Repeat word for word the passage from the piece on the first days of school, starting at "Get your students" and ending at "learn everyone’s name.".

*TEXT SEGMENT*:

__________

The First Days of School Make All the Difference

I have a former student who has become, much to my excitement, an eighth grade English teacher.  During a discussion with her, I have learned that although there are some very different expectations regarding the Common Core classroom, the basics of getting a classroom ready for the first week are essentially the same. I taught my share of middle and high school over the years, and I’ve found that teaching English has its own perks and downfalls. I offer some advice to first-time teachers that may help them negotiate the troubled waters of the first days of school.

Get your supplies in order. Keep a few sets of colored pencils, rulers, and other simple supplies in a cabinet that is accessible to students. Let them know that the supplies are available and that the students are responsible for treating the supplies with respect. If you plan to have students keep a journal, have plenty of extra notebooks and pens/pencils set aside for people who may not be able to afford them. Yes, we all know that you will spend your own money on these supplies, so get them at the dollar store.

Learn as much about the students in advance as you can. Most schools have e-files for every student, so do what you can to learn about any disabilities, circumstances, special needs, and even interests your students may have; this is handy information when creating a seating chart, believe me. You don’t want to seat the low-blood-sugar kid who needs snacks next to the kid with a nut allergy.

Get your students involved on the first day. Create at least one activity that gets them out of their seats and focused on one another. For instance, use something I like to call “tiny teach,” where students teach some small trick to another person; then the person teaches the class the new trick they learned. It’s a fun little icebreaker to help you and the students learn everyone’s name.

Be enthusiastic, even if the subject matter you’re teaching isn’t your favorite. You may be asked to teach an eight-week unit on Vietnam, using only a Vietnamese poetry book as the text, or  you may be asked to teach something you never learned in school or college. Even so, you must put forth an enthusiasm for and knowledge of the content. Without your enthusiasm, the students will never engage with the material, and they won’t learn. And students will know if you are ignorant on the topic at hand. They have radar for that. Study up before you make your lessons.

__________

*SUPPLIED DATA*:

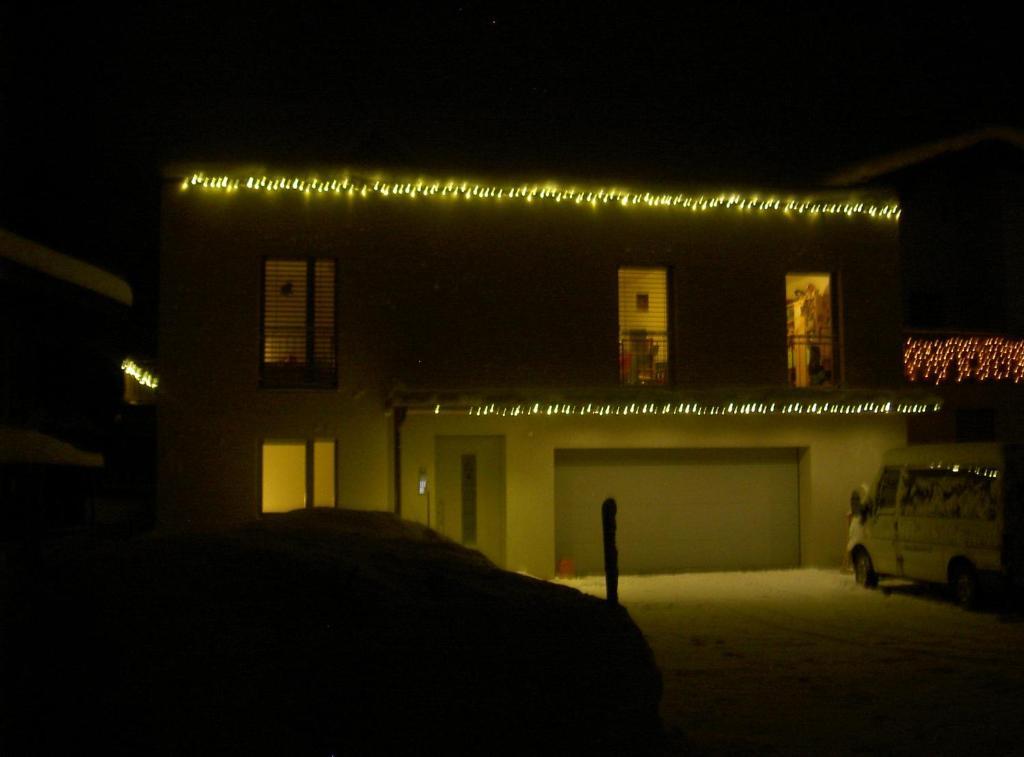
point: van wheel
(864, 571)
(964, 582)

__________

*WORKED SOLUTION*:
Get your students involved on the first day. Create at least one activity that gets them out of their seats and focused on one another. For instance, use something I like to call “tiny teach,” where students teach some small trick to another person; then the person teaches the class the new trick they learned. It’s a fun little icebreaker to help you and the students learn everyone’s name.